*Source extract*:
** start **
# unfilled MMTP spots?



## Gino4 (10 Jan 2014)

Does anyone know how many MMTP spots went unfilled this year? The CF is hiring MOTP-types like mad and its made me curious...

Thanks!


----------



## DAA (10 Jan 2014)

Gino4 said:
			
		

> Does anyone know how many MMTP spots went unfilled this year? The CF is hiring MOTP-types like mad and its made me curious...
> 
> Thanks!



2 short of 2 dozen.

If you are good at math, you can figure it out...


----------



## Gino4 (15 Jan 2014)

22 spots went unfilled?!?!?

Are you serious?


----------



## DAA (15 Jan 2014)

Gino4 said:
			
		

> 22 spots went unfilled?!?!?
> 
> Are you serious?



 :nod:


----------



## Gino4 (15 Jan 2014)

How did you come across this info?


----------



## PokaYoke (13 Jun 2014)

Gino4 said:
			
		

> Does anyone know how many MMTP spots went unfilled this year? The CF is hiring MOTP-types like mad and its made me curious...
> 
> Thanks!



There were five MMTP seats.  I do not know if they were all filled or not but given their competitiveness, I suspect they were all filled.

You can take a look at the strategic intake plan (SIP) on the DGPR site to see the forecast of seat distribution for upcoming years.  However, this changes each year with the AMOR.


----------
** end **
*Directives*:
(1) In the forum thread, how many MMTP seats does PokaYoke say there were?
(2) Using the forum thread, explain why PokaYoke suspects that all the MMTP seats were filled.
(3) Reproduce the forum thread from "## Gino4 (10" up to and including "DAA (10 Jan 2014)".
The entries have no connection to the forum thread.

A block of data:
** start **
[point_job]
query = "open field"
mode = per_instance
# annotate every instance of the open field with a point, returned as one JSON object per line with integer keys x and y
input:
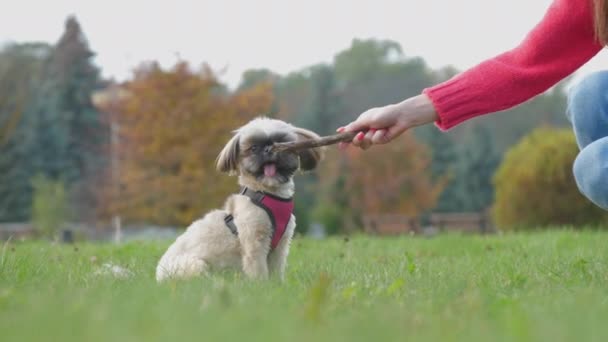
{"x": 546, "y": 286}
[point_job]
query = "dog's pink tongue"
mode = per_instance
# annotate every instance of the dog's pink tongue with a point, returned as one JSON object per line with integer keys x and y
{"x": 270, "y": 170}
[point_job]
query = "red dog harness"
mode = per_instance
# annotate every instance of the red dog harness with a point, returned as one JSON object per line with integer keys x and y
{"x": 279, "y": 211}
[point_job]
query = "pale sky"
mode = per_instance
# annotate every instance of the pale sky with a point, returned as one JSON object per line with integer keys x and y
{"x": 280, "y": 35}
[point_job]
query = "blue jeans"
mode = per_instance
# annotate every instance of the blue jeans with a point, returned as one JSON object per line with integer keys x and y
{"x": 588, "y": 113}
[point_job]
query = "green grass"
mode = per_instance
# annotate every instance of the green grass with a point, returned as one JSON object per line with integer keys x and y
{"x": 524, "y": 287}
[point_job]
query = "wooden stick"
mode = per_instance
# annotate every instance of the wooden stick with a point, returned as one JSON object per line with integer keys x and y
{"x": 312, "y": 143}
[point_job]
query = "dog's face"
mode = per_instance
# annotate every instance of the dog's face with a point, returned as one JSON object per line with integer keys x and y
{"x": 249, "y": 152}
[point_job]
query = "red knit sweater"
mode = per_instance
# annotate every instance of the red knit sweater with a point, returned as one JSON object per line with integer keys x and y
{"x": 561, "y": 43}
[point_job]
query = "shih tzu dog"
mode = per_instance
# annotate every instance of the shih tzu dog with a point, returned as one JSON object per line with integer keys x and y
{"x": 253, "y": 231}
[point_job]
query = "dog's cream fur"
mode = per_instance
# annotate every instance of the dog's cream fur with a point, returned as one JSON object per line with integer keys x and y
{"x": 207, "y": 244}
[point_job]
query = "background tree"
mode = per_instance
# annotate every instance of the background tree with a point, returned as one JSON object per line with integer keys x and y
{"x": 173, "y": 124}
{"x": 535, "y": 186}
{"x": 20, "y": 73}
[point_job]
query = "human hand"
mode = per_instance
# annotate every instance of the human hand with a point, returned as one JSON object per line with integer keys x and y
{"x": 383, "y": 124}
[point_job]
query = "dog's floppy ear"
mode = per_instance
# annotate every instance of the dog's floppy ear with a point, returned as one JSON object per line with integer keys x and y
{"x": 227, "y": 160}
{"x": 309, "y": 158}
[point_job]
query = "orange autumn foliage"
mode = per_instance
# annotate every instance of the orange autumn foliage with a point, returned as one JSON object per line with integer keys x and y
{"x": 172, "y": 125}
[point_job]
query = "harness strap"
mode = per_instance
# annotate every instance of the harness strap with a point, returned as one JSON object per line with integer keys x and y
{"x": 229, "y": 219}
{"x": 257, "y": 198}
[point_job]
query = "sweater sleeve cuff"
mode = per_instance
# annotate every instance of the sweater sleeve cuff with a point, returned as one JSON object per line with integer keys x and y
{"x": 452, "y": 103}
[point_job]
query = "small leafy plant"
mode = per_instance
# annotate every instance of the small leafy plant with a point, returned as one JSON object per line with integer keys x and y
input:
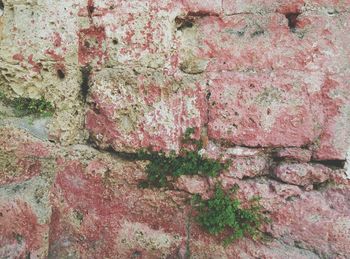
{"x": 224, "y": 215}
{"x": 29, "y": 106}
{"x": 188, "y": 162}
{"x": 162, "y": 166}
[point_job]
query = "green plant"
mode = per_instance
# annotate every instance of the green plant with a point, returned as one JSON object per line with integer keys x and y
{"x": 28, "y": 106}
{"x": 161, "y": 166}
{"x": 224, "y": 215}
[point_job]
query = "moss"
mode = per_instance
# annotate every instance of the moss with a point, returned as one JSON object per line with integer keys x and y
{"x": 28, "y": 106}
{"x": 225, "y": 215}
{"x": 162, "y": 166}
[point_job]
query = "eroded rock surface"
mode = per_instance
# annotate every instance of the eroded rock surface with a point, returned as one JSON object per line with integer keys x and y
{"x": 263, "y": 84}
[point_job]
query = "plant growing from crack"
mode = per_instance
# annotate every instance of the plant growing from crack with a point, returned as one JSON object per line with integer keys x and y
{"x": 220, "y": 215}
{"x": 225, "y": 215}
{"x": 28, "y": 106}
{"x": 161, "y": 166}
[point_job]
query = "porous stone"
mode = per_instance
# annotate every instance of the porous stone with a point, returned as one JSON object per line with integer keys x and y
{"x": 302, "y": 174}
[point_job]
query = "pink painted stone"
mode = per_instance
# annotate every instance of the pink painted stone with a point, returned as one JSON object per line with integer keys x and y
{"x": 260, "y": 110}
{"x": 21, "y": 235}
{"x": 204, "y": 6}
{"x": 302, "y": 174}
{"x": 129, "y": 113}
{"x": 236, "y": 6}
{"x": 248, "y": 167}
{"x": 302, "y": 155}
{"x": 21, "y": 156}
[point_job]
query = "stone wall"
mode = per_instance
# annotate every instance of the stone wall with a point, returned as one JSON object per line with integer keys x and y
{"x": 263, "y": 83}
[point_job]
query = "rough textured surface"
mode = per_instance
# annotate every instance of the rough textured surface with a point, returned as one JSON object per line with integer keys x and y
{"x": 264, "y": 84}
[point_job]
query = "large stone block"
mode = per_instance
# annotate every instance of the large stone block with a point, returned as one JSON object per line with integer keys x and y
{"x": 129, "y": 111}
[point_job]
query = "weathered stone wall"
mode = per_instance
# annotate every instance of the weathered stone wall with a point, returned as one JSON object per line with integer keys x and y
{"x": 264, "y": 83}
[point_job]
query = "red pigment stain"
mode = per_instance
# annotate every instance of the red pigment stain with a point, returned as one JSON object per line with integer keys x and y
{"x": 36, "y": 66}
{"x": 57, "y": 40}
{"x": 18, "y": 217}
{"x": 53, "y": 55}
{"x": 18, "y": 57}
{"x": 90, "y": 45}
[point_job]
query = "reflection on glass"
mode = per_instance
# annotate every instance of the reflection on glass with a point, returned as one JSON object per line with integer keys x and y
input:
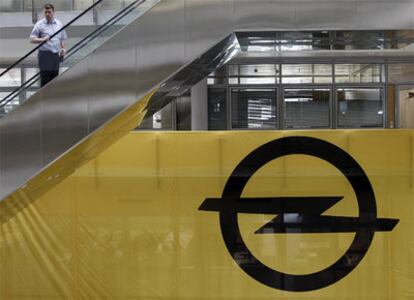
{"x": 401, "y": 73}
{"x": 358, "y": 73}
{"x": 306, "y": 108}
{"x": 217, "y": 108}
{"x": 253, "y": 108}
{"x": 360, "y": 107}
{"x": 306, "y": 73}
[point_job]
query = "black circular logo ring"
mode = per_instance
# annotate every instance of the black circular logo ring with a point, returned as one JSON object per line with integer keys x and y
{"x": 307, "y": 146}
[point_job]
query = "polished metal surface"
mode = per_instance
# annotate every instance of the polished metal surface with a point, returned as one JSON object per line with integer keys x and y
{"x": 148, "y": 52}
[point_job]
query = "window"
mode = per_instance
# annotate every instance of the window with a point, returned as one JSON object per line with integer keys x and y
{"x": 358, "y": 73}
{"x": 306, "y": 108}
{"x": 360, "y": 107}
{"x": 217, "y": 108}
{"x": 161, "y": 120}
{"x": 254, "y": 74}
{"x": 306, "y": 73}
{"x": 253, "y": 108}
{"x": 401, "y": 73}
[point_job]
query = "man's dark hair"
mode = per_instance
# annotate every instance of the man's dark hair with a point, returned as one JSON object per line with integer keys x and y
{"x": 49, "y": 6}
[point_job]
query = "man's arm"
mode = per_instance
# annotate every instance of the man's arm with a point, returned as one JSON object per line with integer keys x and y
{"x": 36, "y": 40}
{"x": 63, "y": 37}
{"x": 35, "y": 36}
{"x": 62, "y": 48}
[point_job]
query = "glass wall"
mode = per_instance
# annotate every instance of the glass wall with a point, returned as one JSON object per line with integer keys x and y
{"x": 359, "y": 73}
{"x": 306, "y": 73}
{"x": 306, "y": 108}
{"x": 217, "y": 108}
{"x": 253, "y": 108}
{"x": 298, "y": 96}
{"x": 360, "y": 107}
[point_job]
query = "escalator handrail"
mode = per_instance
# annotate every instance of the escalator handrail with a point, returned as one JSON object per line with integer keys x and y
{"x": 53, "y": 35}
{"x": 102, "y": 28}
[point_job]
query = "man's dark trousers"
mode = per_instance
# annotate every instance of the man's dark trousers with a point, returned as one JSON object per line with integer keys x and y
{"x": 48, "y": 65}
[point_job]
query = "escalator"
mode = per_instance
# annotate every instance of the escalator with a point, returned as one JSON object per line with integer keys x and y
{"x": 108, "y": 23}
{"x": 134, "y": 64}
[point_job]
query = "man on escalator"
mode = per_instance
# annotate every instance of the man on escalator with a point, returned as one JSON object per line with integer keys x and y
{"x": 53, "y": 49}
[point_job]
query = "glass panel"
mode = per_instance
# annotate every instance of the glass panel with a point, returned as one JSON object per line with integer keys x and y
{"x": 322, "y": 73}
{"x": 218, "y": 76}
{"x": 257, "y": 80}
{"x": 217, "y": 109}
{"x": 233, "y": 80}
{"x": 307, "y": 73}
{"x": 401, "y": 73}
{"x": 95, "y": 37}
{"x": 358, "y": 73}
{"x": 258, "y": 70}
{"x": 253, "y": 108}
{"x": 11, "y": 79}
{"x": 360, "y": 107}
{"x": 161, "y": 120}
{"x": 60, "y": 5}
{"x": 183, "y": 110}
{"x": 306, "y": 108}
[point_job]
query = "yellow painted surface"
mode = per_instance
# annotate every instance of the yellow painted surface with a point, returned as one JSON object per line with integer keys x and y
{"x": 127, "y": 226}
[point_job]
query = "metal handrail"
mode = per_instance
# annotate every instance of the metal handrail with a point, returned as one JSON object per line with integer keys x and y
{"x": 28, "y": 83}
{"x": 53, "y": 35}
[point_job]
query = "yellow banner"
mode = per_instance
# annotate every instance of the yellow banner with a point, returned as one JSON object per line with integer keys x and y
{"x": 223, "y": 215}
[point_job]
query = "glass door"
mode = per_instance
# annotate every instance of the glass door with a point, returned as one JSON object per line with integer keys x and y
{"x": 307, "y": 107}
{"x": 254, "y": 108}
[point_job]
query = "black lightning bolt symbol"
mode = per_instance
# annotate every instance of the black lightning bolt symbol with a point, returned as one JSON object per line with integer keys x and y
{"x": 299, "y": 215}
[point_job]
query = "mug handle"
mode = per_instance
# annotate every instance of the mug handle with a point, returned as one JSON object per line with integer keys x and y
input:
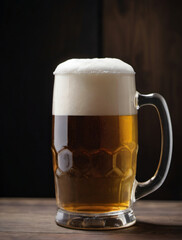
{"x": 142, "y": 189}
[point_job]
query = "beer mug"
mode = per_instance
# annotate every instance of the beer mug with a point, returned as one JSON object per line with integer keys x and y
{"x": 95, "y": 143}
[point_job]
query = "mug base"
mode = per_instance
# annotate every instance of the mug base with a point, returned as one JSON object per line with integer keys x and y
{"x": 104, "y": 221}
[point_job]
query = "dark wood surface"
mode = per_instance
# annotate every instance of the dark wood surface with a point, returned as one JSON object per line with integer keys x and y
{"x": 34, "y": 219}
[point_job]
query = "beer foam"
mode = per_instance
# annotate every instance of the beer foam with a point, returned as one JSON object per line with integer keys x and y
{"x": 94, "y": 87}
{"x": 95, "y": 65}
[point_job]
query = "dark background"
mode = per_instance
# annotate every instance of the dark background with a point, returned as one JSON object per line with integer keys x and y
{"x": 37, "y": 35}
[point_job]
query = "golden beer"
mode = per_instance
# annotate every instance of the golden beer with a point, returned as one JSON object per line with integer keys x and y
{"x": 94, "y": 160}
{"x": 95, "y": 143}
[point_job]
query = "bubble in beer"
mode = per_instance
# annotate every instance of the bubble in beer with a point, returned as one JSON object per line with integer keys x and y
{"x": 65, "y": 161}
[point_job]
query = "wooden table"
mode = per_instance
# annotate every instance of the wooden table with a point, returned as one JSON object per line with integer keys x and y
{"x": 34, "y": 219}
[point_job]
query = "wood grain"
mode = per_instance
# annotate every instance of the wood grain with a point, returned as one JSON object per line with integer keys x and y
{"x": 34, "y": 219}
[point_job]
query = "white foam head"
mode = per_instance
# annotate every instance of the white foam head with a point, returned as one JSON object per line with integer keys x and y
{"x": 104, "y": 86}
{"x": 95, "y": 65}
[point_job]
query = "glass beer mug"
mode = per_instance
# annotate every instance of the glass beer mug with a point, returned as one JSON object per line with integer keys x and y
{"x": 95, "y": 143}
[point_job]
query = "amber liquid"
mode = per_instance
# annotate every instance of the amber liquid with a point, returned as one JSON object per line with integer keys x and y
{"x": 94, "y": 161}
** end **
*Answers given*:
(1) There were five MMTP seats.

(2) PokaYoke does not know whether all five MMTP seats were filled. Given how competitive the seats are, PokaYoke suspects they were.

(3)
## Gino4 (10 Jan 2014)

Does anyone know how many MMTP spots went unfilled this year? The CF is hiring MOTP-types like mad and its made me curious...

Thanks!


----------



## DAA (10 Jan 2014)